[Begin SOURCE EXTRACT]

[SystemZ] ABI support for single-element vector types

Support passing and returning values of single-element vector types (i.e. <1 x i128> and <1 x fp128>). Now that i128 is a legal type, supporting these types can be done simply by providing a getRegisterTypeForCallingConv implementation that handles them. Fixes llvm#61291
topperc · Dec 15, 2023 · 59f7f35 · 59f7f35
1 parent 7113c80
commit 59f7f35
Show file tree

Hide file tree

Showing 17 changed files with 195 additions and 120 deletions.

[End SOURCE EXTRACT]

TASKS FOR THIS EXERCISE:
**1.** Revise the part of the SystemZ commit page that begins at "Support passing and" and stops after "and 120 deletions.", putting "Resolves" in place of "Fixes".
**2.** Resume the SystemZ commit page from its final line.
The records play no part in this.

[Begin PROVIDED INFORMATION]

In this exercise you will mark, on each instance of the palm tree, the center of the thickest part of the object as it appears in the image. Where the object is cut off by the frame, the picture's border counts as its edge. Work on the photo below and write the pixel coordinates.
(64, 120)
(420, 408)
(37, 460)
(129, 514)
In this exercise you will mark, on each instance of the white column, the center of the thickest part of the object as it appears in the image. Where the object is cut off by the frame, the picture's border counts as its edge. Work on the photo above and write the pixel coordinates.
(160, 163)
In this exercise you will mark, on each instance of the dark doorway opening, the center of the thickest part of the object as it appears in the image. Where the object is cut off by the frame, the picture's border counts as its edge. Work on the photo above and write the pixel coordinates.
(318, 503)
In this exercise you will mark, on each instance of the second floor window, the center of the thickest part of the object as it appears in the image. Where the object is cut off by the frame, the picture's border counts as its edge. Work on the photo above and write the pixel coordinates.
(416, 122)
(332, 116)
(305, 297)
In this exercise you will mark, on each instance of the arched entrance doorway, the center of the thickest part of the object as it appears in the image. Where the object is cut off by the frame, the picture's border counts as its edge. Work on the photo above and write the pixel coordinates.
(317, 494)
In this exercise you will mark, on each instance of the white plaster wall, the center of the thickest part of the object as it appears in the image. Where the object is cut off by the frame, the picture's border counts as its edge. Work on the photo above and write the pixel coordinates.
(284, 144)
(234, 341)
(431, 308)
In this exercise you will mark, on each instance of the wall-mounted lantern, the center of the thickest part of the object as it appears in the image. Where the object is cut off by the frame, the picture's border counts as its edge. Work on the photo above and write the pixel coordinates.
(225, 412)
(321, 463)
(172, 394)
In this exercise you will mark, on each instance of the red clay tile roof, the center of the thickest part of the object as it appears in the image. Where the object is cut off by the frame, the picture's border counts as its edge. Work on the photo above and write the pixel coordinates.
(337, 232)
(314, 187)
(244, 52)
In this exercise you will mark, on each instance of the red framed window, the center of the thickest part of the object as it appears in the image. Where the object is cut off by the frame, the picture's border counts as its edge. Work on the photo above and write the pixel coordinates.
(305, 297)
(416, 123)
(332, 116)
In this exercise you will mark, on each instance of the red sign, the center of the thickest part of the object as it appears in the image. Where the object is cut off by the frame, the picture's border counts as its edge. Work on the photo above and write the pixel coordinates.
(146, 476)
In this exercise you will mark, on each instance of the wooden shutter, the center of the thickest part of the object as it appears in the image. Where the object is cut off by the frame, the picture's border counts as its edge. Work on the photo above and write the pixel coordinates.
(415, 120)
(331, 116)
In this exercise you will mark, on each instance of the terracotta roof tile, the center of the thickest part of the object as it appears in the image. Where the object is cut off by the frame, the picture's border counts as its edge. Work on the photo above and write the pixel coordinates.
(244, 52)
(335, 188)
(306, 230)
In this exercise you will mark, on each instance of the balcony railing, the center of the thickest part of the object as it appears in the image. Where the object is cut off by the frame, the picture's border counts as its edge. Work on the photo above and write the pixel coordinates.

[End PROVIDED INFORMATION]

OUTPUTS BY TASK:
**1.**
Support passing and returning values of single-element vector types (i.e. <1 x i128> and <1 x fp128>). Now that i128 is a legal type, supporting these types can be done simply by providing a getRegisterTypeForCallingConv implementation that handles them. Resolves llvm#61291
topperc · Dec 15, 2023 · 59f7f35 · 59f7f35
1 parent 7113c80
commit 59f7f35
Show file tree

Hide file tree

Showing 17 changed files with 195 additions and 120 deletions.

**2.**
diff --git a/llvm/lib/Target/SystemZ/SystemZISelLowering.cpp b/llvm/lib/Target/SystemZ/SystemZISelLowering.cpp
@@ -1429,24 +1429,6 @@ bool SystemZTargetLowering::mayBeEmittedAsTailCall(const CallInst *CI) const {
   return CI->isTailCall();
 }
 
-// We do not yet support 128-bit single-element vector types.  If the user
-// attempts to use such types as function argument or return type, prefer
-// to error out instead of emitting code violating the ABI.
-static void VerifyVectorType(MVT VT, EVT ArgVT) {
-  if (ArgVT.isVector() && !VT.isVector())
-    report_fatal_error("Unsupported vector argument or return type");
-}
-
-static void VerifyVectorTypes(const SmallVectorImpl<ISD::InputArg> &Ins) {
-  for (unsigned i = 0; i < Ins.size(); ++i)
-    VerifyVectorType(Ins[i].VT, Ins[i].ArgVT);
-}
-
-static void VerifyVectorTypes(const SmallVectorImpl<ISD::OutputArg> &Outs) {
-  for (unsigned i = 0; i < Outs.size(); ++i)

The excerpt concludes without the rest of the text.